» TASK DETAILS
Please give back word for word the lines of the material below between the line containing "Annotation task: mark the debris" and the line containing "Annotation task: mark the tree", inclusive.

» INFORMATION SHOWN
((

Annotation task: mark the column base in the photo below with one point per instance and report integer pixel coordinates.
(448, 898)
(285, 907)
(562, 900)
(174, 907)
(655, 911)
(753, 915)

))
((

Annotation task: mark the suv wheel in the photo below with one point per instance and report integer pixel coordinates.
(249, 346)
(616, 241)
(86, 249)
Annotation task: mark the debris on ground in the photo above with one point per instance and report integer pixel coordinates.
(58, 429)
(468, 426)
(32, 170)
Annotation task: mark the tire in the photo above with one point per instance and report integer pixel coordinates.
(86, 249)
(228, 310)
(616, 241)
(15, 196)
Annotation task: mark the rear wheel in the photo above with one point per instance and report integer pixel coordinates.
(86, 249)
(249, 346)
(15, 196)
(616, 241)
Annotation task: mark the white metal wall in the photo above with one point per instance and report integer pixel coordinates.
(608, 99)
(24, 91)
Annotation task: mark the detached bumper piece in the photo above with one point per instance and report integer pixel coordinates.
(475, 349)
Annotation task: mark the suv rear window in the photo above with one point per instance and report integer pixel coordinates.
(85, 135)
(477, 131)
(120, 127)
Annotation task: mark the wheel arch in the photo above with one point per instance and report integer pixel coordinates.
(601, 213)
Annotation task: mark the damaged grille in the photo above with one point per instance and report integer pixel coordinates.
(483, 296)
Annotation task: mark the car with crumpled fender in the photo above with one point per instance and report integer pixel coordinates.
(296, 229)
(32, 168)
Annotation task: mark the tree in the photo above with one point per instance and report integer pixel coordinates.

))
((

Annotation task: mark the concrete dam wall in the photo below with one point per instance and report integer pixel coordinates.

))

» EXERCISE OUTPUT
Annotation task: mark the debris on ground in the photo above with one point per instance and report integer pixel coordinates.
(58, 429)
(468, 426)
(32, 170)
Annotation task: mark the tire in the photo above with one point per instance and report integer pixel coordinates.
(86, 249)
(228, 310)
(616, 241)
(15, 196)
Annotation task: mark the rear wheel in the photo above with one point per instance and report integer pixel coordinates.
(86, 249)
(249, 346)
(15, 196)
(616, 241)
Annotation task: mark the white metal wall in the photo above with one point per instance and report integer pixel coordinates.
(608, 99)
(24, 91)
Annotation task: mark the detached bumper piece in the photo above with one point per instance and report integer pixel coordinates.
(475, 349)
Annotation task: mark the suv rear window in the photo above with one point per instance and report integer pixel coordinates.
(85, 135)
(477, 131)
(120, 127)
Annotation task: mark the wheel arch in the photo above with one point per instance and report integer pixel coordinates.
(601, 213)
Annotation task: mark the damaged grille in the photo above with one point per instance and report integer pixel coordinates.
(483, 296)
Annotation task: mark the car with crumpled fender in the photo above with one point per instance and report integer pixel coordinates.
(296, 229)
(32, 168)
Annotation task: mark the tree in the photo above with one point per instance and report integer pixel coordinates.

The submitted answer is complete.